◆ **Shape annotation lines**:
· · · · · · ·

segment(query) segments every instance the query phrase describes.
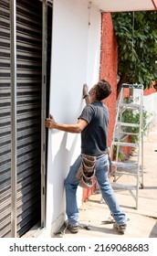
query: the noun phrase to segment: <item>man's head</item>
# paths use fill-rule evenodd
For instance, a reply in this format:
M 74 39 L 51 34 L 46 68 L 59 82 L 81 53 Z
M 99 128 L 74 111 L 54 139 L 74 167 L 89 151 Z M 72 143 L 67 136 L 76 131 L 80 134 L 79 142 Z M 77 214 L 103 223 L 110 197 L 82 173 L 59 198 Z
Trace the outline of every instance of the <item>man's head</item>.
M 95 98 L 94 100 L 99 101 L 106 99 L 110 93 L 110 85 L 105 80 L 99 80 L 89 91 L 90 98 Z

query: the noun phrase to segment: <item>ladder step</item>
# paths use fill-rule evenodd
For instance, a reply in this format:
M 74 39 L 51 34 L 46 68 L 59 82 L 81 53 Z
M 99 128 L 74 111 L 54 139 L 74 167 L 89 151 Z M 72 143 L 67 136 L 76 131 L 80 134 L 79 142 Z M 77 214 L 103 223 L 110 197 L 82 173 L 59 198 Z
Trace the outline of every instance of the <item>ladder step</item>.
M 118 189 L 127 189 L 127 190 L 137 189 L 136 186 L 123 185 L 123 184 L 116 183 L 116 182 L 111 182 L 111 187 L 112 187 L 112 188 L 118 188 Z
M 132 144 L 132 143 L 113 142 L 112 144 L 115 145 L 121 145 L 121 146 L 139 147 L 139 144 Z
M 139 133 L 128 133 L 128 132 L 124 132 L 124 131 L 120 132 L 120 133 L 126 134 L 126 135 L 136 135 L 136 136 L 139 135 Z
M 122 123 L 117 122 L 117 125 L 126 126 L 126 127 L 140 127 L 140 123 Z
M 135 103 L 123 103 L 120 102 L 119 107 L 125 107 L 126 109 L 134 110 L 134 109 L 141 109 L 141 105 L 135 104 Z
M 127 169 L 138 168 L 138 164 L 131 163 L 131 162 L 128 163 L 128 162 L 111 161 L 111 165 L 117 167 L 127 168 Z

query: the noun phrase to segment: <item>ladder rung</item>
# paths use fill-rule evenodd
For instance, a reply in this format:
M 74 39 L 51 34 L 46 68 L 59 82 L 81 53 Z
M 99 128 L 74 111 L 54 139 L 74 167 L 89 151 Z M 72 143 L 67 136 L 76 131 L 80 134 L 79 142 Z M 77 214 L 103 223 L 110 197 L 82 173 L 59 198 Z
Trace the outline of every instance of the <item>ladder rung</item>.
M 133 89 L 141 89 L 142 90 L 143 89 L 143 85 L 141 84 L 129 84 L 129 83 L 123 83 L 122 88 L 133 88 Z
M 139 144 L 132 143 L 122 143 L 122 142 L 113 142 L 113 144 L 122 145 L 122 146 L 131 146 L 131 147 L 138 147 Z
M 121 168 L 127 168 L 127 169 L 131 169 L 131 168 L 137 168 L 138 164 L 134 163 L 128 163 L 128 162 L 116 162 L 116 161 L 111 161 L 111 165 L 117 167 L 121 167 Z
M 135 103 L 123 103 L 123 102 L 119 102 L 120 107 L 125 107 L 126 109 L 141 109 L 141 105 L 135 104 Z
M 136 186 L 132 186 L 132 185 L 123 185 L 123 184 L 119 184 L 116 182 L 111 182 L 111 187 L 113 188 L 121 188 L 121 189 L 127 189 L 127 190 L 132 190 L 132 189 L 137 189 Z
M 136 135 L 138 136 L 139 133 L 128 133 L 128 132 L 120 132 L 120 133 L 122 133 L 122 134 L 126 134 L 126 135 Z
M 117 125 L 126 126 L 126 127 L 140 127 L 140 123 L 122 123 L 122 122 L 118 122 Z

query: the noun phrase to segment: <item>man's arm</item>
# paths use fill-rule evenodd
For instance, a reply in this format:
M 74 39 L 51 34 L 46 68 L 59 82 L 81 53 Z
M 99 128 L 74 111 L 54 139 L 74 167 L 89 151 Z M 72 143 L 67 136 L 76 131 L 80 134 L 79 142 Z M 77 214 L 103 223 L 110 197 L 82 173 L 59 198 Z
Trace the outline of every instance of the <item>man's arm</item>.
M 50 115 L 49 118 L 46 119 L 45 125 L 49 129 L 58 129 L 67 133 L 79 133 L 88 125 L 88 122 L 83 119 L 78 119 L 78 123 L 74 124 L 59 123 L 56 123 L 53 116 Z

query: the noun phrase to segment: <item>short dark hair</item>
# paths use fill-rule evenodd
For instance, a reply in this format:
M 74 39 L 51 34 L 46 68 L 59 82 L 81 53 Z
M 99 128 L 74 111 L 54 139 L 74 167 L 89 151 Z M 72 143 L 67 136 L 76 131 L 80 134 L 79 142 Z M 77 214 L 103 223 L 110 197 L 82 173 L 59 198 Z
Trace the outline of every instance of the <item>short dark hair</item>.
M 98 101 L 102 101 L 111 93 L 110 83 L 101 80 L 96 84 L 96 98 Z

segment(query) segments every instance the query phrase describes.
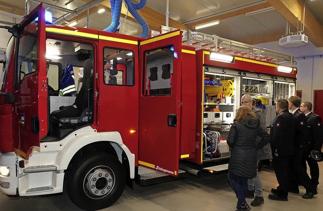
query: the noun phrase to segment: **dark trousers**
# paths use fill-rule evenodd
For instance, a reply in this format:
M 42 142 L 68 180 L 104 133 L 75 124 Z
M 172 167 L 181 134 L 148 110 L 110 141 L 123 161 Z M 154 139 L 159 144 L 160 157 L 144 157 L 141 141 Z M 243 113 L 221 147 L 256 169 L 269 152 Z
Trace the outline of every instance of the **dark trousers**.
M 309 156 L 309 152 L 304 153 L 302 165 L 305 169 L 306 169 L 306 162 L 307 162 L 307 164 L 308 164 L 308 167 L 309 167 L 312 183 L 315 187 L 317 187 L 317 185 L 318 185 L 318 179 L 319 178 L 318 164 L 314 159 Z
M 228 179 L 238 198 L 238 203 L 240 204 L 246 203 L 248 178 L 238 176 L 229 170 L 228 172 Z
M 276 174 L 276 178 L 279 185 L 277 187 L 278 194 L 281 197 L 288 196 L 288 166 L 290 157 L 289 156 L 273 154 L 273 167 Z
M 301 148 L 295 148 L 294 154 L 291 156 L 289 174 L 289 188 L 293 190 L 298 189 L 298 181 L 302 183 L 306 192 L 313 192 L 315 188 L 313 185 L 306 170 L 302 165 L 303 151 Z

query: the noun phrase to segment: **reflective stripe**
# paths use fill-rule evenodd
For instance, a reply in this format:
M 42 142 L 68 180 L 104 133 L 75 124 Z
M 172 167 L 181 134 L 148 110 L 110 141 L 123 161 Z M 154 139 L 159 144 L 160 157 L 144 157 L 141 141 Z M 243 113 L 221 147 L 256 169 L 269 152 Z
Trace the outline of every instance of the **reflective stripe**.
M 129 39 L 121 39 L 120 38 L 109 37 L 107 36 L 99 35 L 99 39 L 104 40 L 112 41 L 113 42 L 122 42 L 123 43 L 132 44 L 138 45 L 138 41 L 130 40 Z
M 86 32 L 81 32 L 78 30 L 72 31 L 67 29 L 59 29 L 57 28 L 46 27 L 46 31 L 48 32 L 57 33 L 63 34 L 69 34 L 71 35 L 77 36 L 79 37 L 88 37 L 92 39 L 97 39 L 99 36 L 97 34 L 90 34 Z
M 165 34 L 164 35 L 159 36 L 157 37 L 153 38 L 147 40 L 144 40 L 140 42 L 140 45 L 143 45 L 146 44 L 150 43 L 150 42 L 155 42 L 158 40 L 161 40 L 162 39 L 167 39 L 168 38 L 172 37 L 174 36 L 178 35 L 180 34 L 180 31 L 177 31 L 175 32 L 171 33 L 170 34 Z

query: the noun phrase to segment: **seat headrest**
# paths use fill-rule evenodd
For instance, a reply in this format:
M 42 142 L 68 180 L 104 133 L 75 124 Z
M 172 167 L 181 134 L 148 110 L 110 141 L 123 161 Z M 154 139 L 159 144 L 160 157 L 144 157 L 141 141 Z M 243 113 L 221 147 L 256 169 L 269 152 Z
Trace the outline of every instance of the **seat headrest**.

· · · · · · ·

◆ **Set task**: Can you rewrite the lines above, starting at the line that contains "query: the noun phrase to segment: **reflective" and running through the last line, as a numbered list with the blank lines omitted?

◆ **Worked answer**:
1. query: the noun phrase to segment: **reflective stripe**
2. # paths use fill-rule evenodd
3. For instance, a reply in this format:
4. M 42 142 L 68 180 L 104 133 L 75 124 Z
5. M 172 167 L 181 134 L 148 110 L 110 141 L 123 161 Z M 154 139 L 159 144 L 160 157 L 144 157 L 141 141 Z M 243 113 L 221 147 L 256 169 L 269 152 Z
6. Trace the outline of every instance of the **reflective stripe**.
7. M 129 39 L 121 39 L 120 38 L 109 37 L 107 36 L 99 35 L 99 39 L 104 40 L 112 41 L 113 42 L 122 42 L 123 43 L 132 44 L 138 45 L 138 41 L 130 40 Z
8. M 86 32 L 81 32 L 78 30 L 72 31 L 67 29 L 59 29 L 57 28 L 46 27 L 46 31 L 48 32 L 57 33 L 63 34 L 69 34 L 71 35 L 77 36 L 79 37 L 88 37 L 92 39 L 97 39 L 99 36 L 97 34 L 90 34 Z
9. M 165 34 L 164 35 L 159 36 L 157 37 L 153 38 L 147 40 L 144 40 L 140 42 L 140 45 L 143 45 L 146 44 L 150 43 L 150 42 L 155 42 L 158 40 L 161 40 L 162 39 L 167 39 L 168 38 L 172 37 L 174 36 L 178 35 L 180 34 L 180 31 L 177 31 L 175 32 L 171 33 L 170 34 Z
10. query: the noun phrase to segment: **seat headrest**
11. # paths use fill-rule evenodd
12. For instance, a reply in this format:
13. M 42 142 L 68 180 L 104 133 L 75 124 Z
14. M 172 167 L 181 134 L 148 110 L 110 141 L 123 161 Z M 154 139 L 159 144 L 160 157 L 144 157 L 141 141 Z M 243 113 L 221 147 L 256 169 L 269 152 Z
15. Trace the outline of every instance of the **seat headrest**.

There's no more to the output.